What to do:
• A. In the grey screen of death thread, which Mac OS version is the poster running?
• B. List every command the poster typed in after pressing command + option + O + F, according to the grey screen of death thread.
• C. From the grey screen of death thread, extract the passage starting at "# Grey screen" and ending at "across the room!".

Extract to read:

# Grey screen of death



## patrickooi (Oct 19, 2006)

Hi,

I've read a few post from Mac users with bootup problems and alas i'm one of them. I was working on several apps at the same time, as you do, when InDesign didn't seem to open my file properly. So i thought I'll restart and it should clear this up, low and behold my start up screen got stuck on the grey screen with the grey apple, probably an indication of how my mac felt at that point, and the fan just went on overdrive and I could hear it blowing from across the room!

I've tried restarting with an old OS 9 cd, but it wouldn't recodnise it. I found a OS 10.4 upgrade DVD that came with a mac mini, but it wouldn't install it, I'm on 10.3.9, and using disk utilities and trting to repair my hard drive i got this error:

Keys out of order
Rebuilding catalogue B-tree
The volume Macintosh HD could not be repaired

Error: The underlying task reported failure to exit

1 HFS volume checked
1 volume could not be repaired because of an error

Repair attempted on 1 volume
1 volume could not be repaired

What else can i do? I currently don't have my original installer discs cause I've lent it to someon and won't get it back till next week. Can anyone help? I've also tried:

command + option+O+F

And typed in the following:

reset-nvram
set-defaults
reset-all but it still wouldn't boot up. I've also zapped the bloody thing with command+option+R+P but nothing seems to work? Am i flogging a dead horse?


----------



## drummerbull (Oct 24, 2006)

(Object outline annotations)
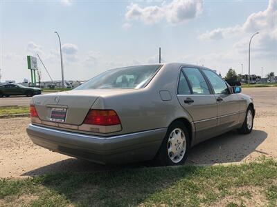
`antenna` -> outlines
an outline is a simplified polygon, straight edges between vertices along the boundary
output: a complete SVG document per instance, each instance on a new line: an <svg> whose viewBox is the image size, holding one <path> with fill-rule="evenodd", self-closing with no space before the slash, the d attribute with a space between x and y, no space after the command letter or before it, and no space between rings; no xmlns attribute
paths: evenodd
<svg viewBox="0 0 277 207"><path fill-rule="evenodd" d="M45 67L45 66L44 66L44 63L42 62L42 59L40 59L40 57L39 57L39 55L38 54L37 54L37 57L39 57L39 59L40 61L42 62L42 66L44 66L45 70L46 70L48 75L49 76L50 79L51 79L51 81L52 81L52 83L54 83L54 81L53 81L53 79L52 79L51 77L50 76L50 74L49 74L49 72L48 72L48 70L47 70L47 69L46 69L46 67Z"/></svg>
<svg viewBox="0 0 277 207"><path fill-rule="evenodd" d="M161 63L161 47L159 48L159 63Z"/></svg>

--

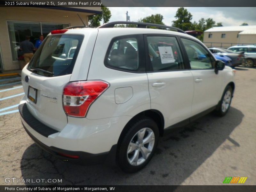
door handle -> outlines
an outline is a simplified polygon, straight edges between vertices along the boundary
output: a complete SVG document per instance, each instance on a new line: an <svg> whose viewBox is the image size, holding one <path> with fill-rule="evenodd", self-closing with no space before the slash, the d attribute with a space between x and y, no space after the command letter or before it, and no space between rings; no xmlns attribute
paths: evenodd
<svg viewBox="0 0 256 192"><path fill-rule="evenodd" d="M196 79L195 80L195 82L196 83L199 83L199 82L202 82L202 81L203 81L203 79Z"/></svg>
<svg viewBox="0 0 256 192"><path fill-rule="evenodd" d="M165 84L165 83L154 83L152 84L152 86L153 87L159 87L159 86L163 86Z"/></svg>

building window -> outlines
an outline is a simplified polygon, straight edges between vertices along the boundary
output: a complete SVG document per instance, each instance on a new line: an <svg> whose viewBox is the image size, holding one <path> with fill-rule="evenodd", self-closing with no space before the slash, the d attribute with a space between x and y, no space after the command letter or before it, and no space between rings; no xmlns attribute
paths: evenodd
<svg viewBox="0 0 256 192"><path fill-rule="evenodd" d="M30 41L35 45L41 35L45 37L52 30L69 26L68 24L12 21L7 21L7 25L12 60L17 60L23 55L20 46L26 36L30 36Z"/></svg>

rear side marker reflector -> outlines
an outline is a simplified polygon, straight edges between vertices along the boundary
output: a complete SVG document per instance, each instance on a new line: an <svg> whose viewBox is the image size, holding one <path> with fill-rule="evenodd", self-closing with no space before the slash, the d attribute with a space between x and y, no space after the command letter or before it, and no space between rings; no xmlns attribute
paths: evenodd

Completed exercise:
• A. 10.3.9

• B.
reset-nvram
set-defaults
reset-all

• C.
# Grey screen of death



## patrickooi (Oct 19, 2006)

Hi,

I've read a few post from Mac users with bootup problems and alas i'm one of them. I was working on several apps at the same time, as you do, when InDesign didn't seem to open my file properly. So i thought I'll restart and it should clear this up, low and behold my start up screen got stuck on the grey screen with the grey apple, probably an indication of how my mac felt at that point, and the fan just went on overdrive and I could hear it blowing from across the room!